» DIRECTIONS FOR THIS TASK:
Please write out every line of the data below with no changes.

» Some records:
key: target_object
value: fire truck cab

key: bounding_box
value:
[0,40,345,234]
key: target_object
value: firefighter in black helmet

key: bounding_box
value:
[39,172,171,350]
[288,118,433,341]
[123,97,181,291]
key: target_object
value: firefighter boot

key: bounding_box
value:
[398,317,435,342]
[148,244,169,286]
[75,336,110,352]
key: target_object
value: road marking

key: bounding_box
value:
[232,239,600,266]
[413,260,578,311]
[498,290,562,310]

» SOLUTION BELOW:
key: target_object
value: fire truck cab

key: bounding_box
value:
[0,40,345,234]
key: target_object
value: firefighter in black helmet

key: bounding_box
value:
[39,172,171,350]
[288,118,433,341]
[123,97,181,291]
key: target_object
value: firefighter boot

key: bounding_box
value:
[398,317,435,342]
[148,244,169,286]
[75,336,110,352]
key: target_object
value: road marking

key: bounding_box
value:
[232,239,600,266]
[413,260,578,311]
[498,290,562,310]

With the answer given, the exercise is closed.